* Begin ENTRIES SUPPLIED *

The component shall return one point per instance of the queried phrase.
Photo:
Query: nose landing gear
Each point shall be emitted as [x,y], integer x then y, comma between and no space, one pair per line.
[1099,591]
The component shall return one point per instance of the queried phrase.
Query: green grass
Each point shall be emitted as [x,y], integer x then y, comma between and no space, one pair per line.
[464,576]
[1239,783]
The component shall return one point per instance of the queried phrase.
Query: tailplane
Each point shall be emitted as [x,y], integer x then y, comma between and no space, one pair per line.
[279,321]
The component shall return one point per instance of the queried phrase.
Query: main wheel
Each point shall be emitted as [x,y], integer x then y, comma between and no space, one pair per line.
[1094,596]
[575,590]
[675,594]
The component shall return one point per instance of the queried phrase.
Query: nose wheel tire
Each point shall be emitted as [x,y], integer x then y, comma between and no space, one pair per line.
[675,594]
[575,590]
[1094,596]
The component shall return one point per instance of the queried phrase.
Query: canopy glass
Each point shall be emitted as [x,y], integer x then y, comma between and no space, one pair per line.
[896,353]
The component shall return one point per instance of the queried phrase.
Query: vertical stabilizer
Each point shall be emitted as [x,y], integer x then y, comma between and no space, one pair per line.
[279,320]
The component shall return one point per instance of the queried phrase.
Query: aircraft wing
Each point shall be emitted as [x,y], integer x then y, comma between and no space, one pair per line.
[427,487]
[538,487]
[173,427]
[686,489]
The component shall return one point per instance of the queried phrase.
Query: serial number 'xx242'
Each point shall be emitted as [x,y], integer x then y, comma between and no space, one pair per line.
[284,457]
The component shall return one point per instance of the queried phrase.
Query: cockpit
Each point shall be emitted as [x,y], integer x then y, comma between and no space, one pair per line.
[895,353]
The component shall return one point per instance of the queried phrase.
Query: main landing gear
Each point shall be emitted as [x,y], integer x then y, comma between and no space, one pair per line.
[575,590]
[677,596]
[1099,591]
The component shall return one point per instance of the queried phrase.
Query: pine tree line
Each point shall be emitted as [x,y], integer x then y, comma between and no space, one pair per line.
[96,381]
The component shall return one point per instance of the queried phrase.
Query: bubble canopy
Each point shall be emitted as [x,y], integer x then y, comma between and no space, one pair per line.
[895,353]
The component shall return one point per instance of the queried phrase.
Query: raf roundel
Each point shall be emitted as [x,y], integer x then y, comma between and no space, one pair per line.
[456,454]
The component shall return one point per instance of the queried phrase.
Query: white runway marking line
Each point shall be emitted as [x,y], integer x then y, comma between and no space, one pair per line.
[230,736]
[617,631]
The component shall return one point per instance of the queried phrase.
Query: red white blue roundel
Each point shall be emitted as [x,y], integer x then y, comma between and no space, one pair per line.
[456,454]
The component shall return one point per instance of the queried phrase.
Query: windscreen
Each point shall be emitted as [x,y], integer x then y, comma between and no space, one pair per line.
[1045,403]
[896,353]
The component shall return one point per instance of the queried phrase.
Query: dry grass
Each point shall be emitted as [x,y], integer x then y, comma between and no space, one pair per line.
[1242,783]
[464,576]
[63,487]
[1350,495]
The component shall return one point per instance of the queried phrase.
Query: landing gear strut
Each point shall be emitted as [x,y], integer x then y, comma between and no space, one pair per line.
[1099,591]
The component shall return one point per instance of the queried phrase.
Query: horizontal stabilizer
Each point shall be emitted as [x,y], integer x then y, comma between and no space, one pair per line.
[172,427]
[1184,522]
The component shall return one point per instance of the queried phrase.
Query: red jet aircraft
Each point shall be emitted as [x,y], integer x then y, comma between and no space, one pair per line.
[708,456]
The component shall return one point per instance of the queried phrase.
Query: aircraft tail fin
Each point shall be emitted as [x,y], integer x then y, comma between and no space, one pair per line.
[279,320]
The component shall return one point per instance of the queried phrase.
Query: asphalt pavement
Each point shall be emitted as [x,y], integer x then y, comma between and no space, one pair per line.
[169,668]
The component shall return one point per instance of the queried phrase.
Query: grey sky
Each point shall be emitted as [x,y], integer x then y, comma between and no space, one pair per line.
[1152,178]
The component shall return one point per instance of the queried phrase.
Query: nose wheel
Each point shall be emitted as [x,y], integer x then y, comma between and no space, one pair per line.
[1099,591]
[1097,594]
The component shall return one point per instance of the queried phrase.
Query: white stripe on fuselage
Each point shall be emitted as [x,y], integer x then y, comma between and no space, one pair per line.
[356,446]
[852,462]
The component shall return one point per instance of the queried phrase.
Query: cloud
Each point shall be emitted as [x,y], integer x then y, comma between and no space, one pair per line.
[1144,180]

* End ENTRIES SUPPLIED *

INSTRUCTIONS FOR THE TASK: Go through the data and return every record exactly.

ANSWER FOR THIS EXERCISE:
The component shall return one point per instance of the queried phrase.
Photo:
Query: nose landing gear
Each point shall be emitted as [x,y], integer x then y, comma between and no space, one pair per line.
[1099,591]
The component shall return one point per instance of the queried phrase.
Query: green grass
Each point shall be emitted as [x,y], integer x then y, comma between and no space, one pair per line.
[464,576]
[1239,783]
The component shall return one point per instance of the queried phrase.
Query: tailplane
Each point shall be emitted as [x,y], integer x then y, comma between and no space, one pair per line.
[279,321]
The component shall return one point per instance of the queried phrase.
Query: main wheel
Each point shall be emitted as [x,y], integer x then y, comma between and no space, one pair per line.
[1094,596]
[575,590]
[675,594]
The component shall return one point per instance of the queried phrase.
Query: nose wheel tire
Each point shall be emitted as [x,y], integer x then y, comma between and no space, one pair per line.
[675,594]
[575,590]
[1094,596]
The component shall return one point per instance of the queried phrase.
Query: canopy glass
Each point shall be emitted as [x,y], integer x then y, comma between and no space, one pair per line.
[896,353]
The component shall return one point per instance of the queried phrase.
Query: vertical stabilizer
Each point shall be emitted as [x,y], integer x then y, comma between and no space, one pair per line.
[279,320]
The component shall return one point per instance of the queried phrase.
Query: aircraft wing
Each point shall be emitted as [x,y], integer x then y, comma between and no space, one pair per line.
[427,487]
[538,487]
[173,427]
[686,489]
The component shall return one point per instance of the queried phrase.
Query: serial number 'xx242'
Each point shall be emitted as [x,y], integer x then y, comma between and no space, one pair per line.
[284,457]
The component shall return one point per instance of the queried phrase.
Query: cockpit
Each point shall be emitted as [x,y], integer x then y, comma between and no space, one pair per line.
[895,353]
The component shall return one point per instance of the queried phrase.
Query: main landing gear
Each point shall be emitted as [x,y], integer x then y, comma between and no space, one pair per line.
[575,590]
[677,596]
[1099,591]
The component shall return one point per instance of the queried phrase.
Query: pine tree line
Each point shall be emitted as [x,y], integer x then y, comma between and no space, one pair per line.
[96,381]
The component shall return one point per instance of the queried phrase.
Query: bubble canopy
Each point shall be emitted as [x,y], integer x then y, comma between and no space, one pair per line.
[895,353]
The component shall return one point per instance of the queried phrase.
Query: raf roundel
Each point shall be emitted as [x,y], integer x then y, comma between and no space, one pair per line.
[456,454]
The component shall return one point per instance of the queried phrase.
Query: white runway marking line
Each point shall be emitted as [x,y], integer x then y, comma between and no space, one pair per line.
[230,736]
[617,631]
The component shall return one point per instance of the queried phrase.
Query: red white blue roundel
Each point shall be emitted as [x,y], integer x then y, comma between and no space, one pair per line.
[456,454]
The component shall return one point per instance of the queried phrase.
Query: windscreen
Each point shall be emitted as [x,y], integer x then y, comma between and no space, one pair per line.
[1045,403]
[896,353]
The component shall return one point per instance of the queried phrase.
Query: dry grass
Each point shall be emitted as [x,y], integer x then y, comma between and no space, one pair per line.
[1242,783]
[464,576]
[63,487]
[1350,495]
The component shall return one point per instance of the queried phrase.
Query: landing gear strut
Each point shall be emitted as [x,y], integer x then y, comma between and no space, one pair per line.
[1099,591]
The component shall return one point per instance of the queried phrase.
Query: horizontal stabilizer
Each point shall be emitted as [x,y], integer x then y, comma between and no space, one pair per line.
[172,427]
[1184,522]
The component shall return one point per instance of the queried phrase.
Query: red jet aircraft
Each point shall be emitted as [x,y], integer x then y, comma between and no space, one pair per line.
[708,456]
The component shall return one point per instance of the queried phrase.
Query: aircraft tail fin
Each point shall be emitted as [x,y], integer x then y, comma between and no space, one pair per line.
[279,320]
The component shall return one point per instance of the queried phrase.
Query: asphalt pavement
Each point shall be emitted as [x,y], integer x then y, comma between and no space, one pair per line.
[169,668]
The component shall return one point per instance of the queried phrase.
Query: grey sky
Each point shall be emitted as [x,y], integer x then y, comma between and no space, one pair per line.
[1152,178]
The component shall return one point per instance of the queried phrase.
Query: nose wheel
Each point shall be emitted as [x,y], integer x then y, comma between and no space, one pair per line.
[1099,591]
[1097,594]
The component shall return one point per instance of the queried phrase.
Query: white stripe on fuselage
Each point shall be emitted as [x,y], integer x then y, comma between and no space, one pair per line.
[356,446]
[852,462]
The component shall return one point per instance of the queried phrase.
Query: cloud
Each point shall be emitted as [x,y], integer x then y, comma between and no space, one pair per line.
[1144,180]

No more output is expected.